-- Start --

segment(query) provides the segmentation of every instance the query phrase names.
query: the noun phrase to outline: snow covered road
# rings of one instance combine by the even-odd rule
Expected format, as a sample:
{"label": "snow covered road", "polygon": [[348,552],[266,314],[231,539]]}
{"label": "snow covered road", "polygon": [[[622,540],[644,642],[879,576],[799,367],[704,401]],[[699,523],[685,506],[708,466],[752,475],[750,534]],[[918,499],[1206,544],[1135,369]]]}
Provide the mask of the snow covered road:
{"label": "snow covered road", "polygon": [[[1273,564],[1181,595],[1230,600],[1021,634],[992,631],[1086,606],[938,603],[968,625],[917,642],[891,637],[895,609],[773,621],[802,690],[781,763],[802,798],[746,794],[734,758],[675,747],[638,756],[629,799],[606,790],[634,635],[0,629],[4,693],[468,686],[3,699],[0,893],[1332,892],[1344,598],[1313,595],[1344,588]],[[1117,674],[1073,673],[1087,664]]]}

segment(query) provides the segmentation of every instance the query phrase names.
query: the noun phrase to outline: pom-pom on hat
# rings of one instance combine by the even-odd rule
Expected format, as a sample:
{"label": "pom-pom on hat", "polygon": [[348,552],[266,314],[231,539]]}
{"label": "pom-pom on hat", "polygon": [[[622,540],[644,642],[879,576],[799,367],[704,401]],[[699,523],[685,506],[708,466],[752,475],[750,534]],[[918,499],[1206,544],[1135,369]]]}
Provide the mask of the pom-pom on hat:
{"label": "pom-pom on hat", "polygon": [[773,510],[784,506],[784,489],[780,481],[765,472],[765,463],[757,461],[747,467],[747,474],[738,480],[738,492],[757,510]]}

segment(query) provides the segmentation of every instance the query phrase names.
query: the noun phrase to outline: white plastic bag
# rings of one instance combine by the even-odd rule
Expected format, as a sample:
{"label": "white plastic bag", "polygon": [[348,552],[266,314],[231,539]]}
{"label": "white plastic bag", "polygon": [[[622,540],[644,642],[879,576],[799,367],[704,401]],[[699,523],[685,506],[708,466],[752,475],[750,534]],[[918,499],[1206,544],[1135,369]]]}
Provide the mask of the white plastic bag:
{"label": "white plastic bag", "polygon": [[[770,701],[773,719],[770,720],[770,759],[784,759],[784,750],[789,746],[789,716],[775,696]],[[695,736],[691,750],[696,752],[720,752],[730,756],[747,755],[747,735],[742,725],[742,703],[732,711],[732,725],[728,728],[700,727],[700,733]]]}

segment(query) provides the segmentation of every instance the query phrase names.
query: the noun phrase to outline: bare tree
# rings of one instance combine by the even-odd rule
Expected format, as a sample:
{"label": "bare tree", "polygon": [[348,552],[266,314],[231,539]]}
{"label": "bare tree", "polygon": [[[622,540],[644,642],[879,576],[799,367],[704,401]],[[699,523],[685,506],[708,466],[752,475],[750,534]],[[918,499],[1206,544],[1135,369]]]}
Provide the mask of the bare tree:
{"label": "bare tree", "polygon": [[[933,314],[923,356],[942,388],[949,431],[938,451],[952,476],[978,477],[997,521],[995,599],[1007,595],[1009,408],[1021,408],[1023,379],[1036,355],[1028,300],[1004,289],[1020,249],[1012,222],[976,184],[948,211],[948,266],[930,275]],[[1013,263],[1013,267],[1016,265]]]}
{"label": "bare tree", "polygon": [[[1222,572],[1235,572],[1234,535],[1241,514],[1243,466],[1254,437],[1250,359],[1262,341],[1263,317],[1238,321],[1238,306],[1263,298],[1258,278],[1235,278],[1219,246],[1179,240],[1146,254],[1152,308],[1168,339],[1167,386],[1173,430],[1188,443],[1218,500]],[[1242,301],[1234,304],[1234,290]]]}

-- End --

Problem description:
Pull out every line of the records containing the word "white", copying each one in full.

Response to the exercise:
query: the noun phrase to outline: white plastic bag
{"label": "white plastic bag", "polygon": [[348,552],[266,314],[231,539]]}
{"label": "white plastic bag", "polygon": [[[622,540],[644,642],[879,576],[799,367],[704,401]],[[699,523],[685,506],[708,466],[752,475],[750,534]],[[918,499],[1206,544],[1135,369]]]}
Provide the mask of the white plastic bag:
{"label": "white plastic bag", "polygon": [[[770,701],[773,719],[770,720],[770,759],[784,759],[784,750],[789,746],[789,716],[775,696]],[[695,736],[691,750],[696,752],[720,752],[730,756],[747,755],[747,735],[742,725],[742,703],[732,711],[732,725],[728,728],[700,727],[700,733]]]}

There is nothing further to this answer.